*Task statement*. Repeat the forum thread word for word, starting at "What exactly does" and ending at "save on memory.".

** Start Reading passage **

What exactly does `retain_variables=True` in `loss.backward()` do?

mratsim · May 29, 2017, 1:51pm

Usually after a backpropagation you process the next batch so you don’t need the gradients of the previous batch anymore.

Besides debugging I don’t have any scenario for which I need to backprop twice through the same operation graph, I’m sure there are though.

The default is to drop the variables/gradient to save on memory.

All the source code of PyTorch is on github. From the name, I guess that self._execution_engine.run_backward is traversing the operation graph in reverse, calling backward if defined, or using the autograd if not.

Each node in the graph have several properties that are defined in the autograd folder of PyTorch

11117 · August 1, 2017, 9:27am

Actually, when we train a GAN, we usually should calculate the D_loss for discrimination net and G_loss for generator net And after calculating the gradient of D_loss,we need to retain variables for the calculation of G_loss,which is a typical example the “retain_variables=True” use.

tom · August 1, 2017, 10:38am

In my (very limited) experience, you do not compute discriminator and generator gradients for the same forward step because the loss objectives have opposing signs.

Best regards

Thomas

11117 · August 4, 2017, 3:19am

Thank you for reply, I now think my example has a little inaccuracy, and you are right.

Thanks for your correction!

jdhao · November 8, 2017, 12:21pm

I think a concrete case where retain_graph=True is helpful is multi-task learning where you have different losses at different layers of the network. So in order to back-propagate the gradient of each loss w.r.t to the parameters of the network, you will need to set retain_graph=True, or you can only do backward for one of the many losses.

yoelshoshan · January 4, 2018, 7:05am

Another example where it is useful is shown here:

github.com

pkdn/pytorch-smoothgrad/blob/master/lib/gradients.py#L79


    one_hot = np.zeros((1, output.size()[-1]), dtype=np.float32)

** End Reading passage **
** Start Material provided **

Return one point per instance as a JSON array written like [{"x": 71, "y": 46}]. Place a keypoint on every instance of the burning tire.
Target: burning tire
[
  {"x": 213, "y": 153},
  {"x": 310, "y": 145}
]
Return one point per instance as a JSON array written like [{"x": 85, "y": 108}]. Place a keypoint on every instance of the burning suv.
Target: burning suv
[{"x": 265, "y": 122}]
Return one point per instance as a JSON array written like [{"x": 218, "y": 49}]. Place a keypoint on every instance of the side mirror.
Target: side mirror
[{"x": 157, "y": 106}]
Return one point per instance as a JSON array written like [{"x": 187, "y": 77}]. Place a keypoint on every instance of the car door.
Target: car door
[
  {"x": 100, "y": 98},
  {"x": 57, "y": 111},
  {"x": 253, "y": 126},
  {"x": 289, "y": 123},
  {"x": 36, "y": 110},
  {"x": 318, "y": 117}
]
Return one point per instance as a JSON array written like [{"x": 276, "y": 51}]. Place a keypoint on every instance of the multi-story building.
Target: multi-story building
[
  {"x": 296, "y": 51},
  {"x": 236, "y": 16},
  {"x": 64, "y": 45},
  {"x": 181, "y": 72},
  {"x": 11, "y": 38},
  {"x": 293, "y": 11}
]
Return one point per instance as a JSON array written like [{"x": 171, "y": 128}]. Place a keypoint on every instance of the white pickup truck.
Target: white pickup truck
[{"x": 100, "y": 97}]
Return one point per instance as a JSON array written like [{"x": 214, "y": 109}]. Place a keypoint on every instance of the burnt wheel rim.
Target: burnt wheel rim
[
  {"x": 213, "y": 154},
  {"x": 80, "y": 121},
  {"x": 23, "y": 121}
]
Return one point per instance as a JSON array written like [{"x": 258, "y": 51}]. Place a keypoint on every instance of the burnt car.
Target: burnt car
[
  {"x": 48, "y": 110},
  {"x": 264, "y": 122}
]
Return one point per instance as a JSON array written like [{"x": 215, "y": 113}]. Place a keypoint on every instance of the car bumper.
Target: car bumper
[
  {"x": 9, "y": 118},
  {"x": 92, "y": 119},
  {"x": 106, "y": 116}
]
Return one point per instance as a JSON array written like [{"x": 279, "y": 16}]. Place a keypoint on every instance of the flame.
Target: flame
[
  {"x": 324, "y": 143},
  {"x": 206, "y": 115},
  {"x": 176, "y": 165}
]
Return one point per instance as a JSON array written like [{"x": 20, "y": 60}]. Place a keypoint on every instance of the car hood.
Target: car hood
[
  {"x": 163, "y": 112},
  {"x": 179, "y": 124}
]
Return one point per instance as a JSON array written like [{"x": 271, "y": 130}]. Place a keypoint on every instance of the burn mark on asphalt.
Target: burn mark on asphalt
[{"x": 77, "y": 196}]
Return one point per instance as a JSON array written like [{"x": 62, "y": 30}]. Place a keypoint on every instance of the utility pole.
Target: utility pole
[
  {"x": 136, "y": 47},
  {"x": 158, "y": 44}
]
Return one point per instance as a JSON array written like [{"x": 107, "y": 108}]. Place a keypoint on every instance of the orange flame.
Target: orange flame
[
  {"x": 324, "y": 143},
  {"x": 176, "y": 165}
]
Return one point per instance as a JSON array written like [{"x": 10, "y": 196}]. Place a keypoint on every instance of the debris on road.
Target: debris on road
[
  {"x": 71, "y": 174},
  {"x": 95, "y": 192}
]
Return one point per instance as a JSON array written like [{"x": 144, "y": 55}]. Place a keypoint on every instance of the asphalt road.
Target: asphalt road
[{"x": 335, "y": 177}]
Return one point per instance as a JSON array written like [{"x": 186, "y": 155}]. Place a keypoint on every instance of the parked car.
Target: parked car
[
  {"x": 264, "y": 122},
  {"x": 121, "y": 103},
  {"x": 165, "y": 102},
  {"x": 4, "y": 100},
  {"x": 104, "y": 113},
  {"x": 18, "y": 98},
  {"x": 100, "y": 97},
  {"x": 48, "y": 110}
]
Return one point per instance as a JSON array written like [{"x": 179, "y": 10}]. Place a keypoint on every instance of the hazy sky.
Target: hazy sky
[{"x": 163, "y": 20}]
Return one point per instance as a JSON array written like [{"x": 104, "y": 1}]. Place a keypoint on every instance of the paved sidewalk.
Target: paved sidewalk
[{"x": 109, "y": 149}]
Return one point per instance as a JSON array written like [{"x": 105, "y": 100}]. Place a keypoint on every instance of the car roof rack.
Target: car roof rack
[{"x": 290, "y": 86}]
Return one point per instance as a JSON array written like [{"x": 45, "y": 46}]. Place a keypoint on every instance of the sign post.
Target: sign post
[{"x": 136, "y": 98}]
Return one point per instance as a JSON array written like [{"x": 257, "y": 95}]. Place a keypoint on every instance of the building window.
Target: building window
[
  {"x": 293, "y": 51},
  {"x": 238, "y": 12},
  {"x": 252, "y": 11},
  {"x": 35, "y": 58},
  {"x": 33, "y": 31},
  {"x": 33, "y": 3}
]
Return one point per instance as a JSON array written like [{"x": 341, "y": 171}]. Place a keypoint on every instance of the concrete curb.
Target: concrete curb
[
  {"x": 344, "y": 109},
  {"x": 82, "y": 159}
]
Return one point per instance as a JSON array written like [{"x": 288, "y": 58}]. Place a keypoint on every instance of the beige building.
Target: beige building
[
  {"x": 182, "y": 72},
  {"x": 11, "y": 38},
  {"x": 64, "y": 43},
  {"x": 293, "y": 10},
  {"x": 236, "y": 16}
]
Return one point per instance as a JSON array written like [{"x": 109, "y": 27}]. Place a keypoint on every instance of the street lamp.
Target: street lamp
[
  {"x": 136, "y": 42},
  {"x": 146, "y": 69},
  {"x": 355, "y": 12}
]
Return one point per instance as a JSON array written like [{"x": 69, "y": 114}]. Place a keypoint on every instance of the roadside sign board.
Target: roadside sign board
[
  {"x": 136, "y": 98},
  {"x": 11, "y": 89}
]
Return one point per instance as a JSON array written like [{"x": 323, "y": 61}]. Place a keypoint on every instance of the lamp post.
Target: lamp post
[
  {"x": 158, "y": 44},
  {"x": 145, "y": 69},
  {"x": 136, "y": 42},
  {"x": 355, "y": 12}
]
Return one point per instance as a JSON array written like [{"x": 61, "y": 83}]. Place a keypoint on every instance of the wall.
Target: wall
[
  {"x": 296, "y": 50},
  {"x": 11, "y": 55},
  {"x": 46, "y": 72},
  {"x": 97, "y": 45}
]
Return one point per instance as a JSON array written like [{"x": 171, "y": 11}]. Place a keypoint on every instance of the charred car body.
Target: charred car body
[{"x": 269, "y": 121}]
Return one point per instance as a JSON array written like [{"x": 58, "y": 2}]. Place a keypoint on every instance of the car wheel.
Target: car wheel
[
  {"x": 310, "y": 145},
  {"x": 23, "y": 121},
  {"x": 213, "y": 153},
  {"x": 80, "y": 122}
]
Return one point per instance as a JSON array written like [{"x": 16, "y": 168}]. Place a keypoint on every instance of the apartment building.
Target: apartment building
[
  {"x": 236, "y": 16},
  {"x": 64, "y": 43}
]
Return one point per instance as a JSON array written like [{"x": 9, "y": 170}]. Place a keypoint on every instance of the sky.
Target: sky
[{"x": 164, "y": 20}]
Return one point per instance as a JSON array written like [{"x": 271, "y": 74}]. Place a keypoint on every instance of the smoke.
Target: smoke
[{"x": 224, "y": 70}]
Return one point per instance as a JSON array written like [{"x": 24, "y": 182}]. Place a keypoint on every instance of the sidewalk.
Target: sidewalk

** End Material provided **

*Problem solution*.
What exactly does `retain_variables=True` in `loss.backward()` do?

mratsim · May 29, 2017, 1:51pm

Usually after a backpropagation you process the next batch so you don’t need the gradients of the previous batch anymore.

Besides debugging I don’t have any scenario for which I need to backprop twice through the same operation graph, I’m sure there are though.

The default is to drop the variables/gradient to save on memory.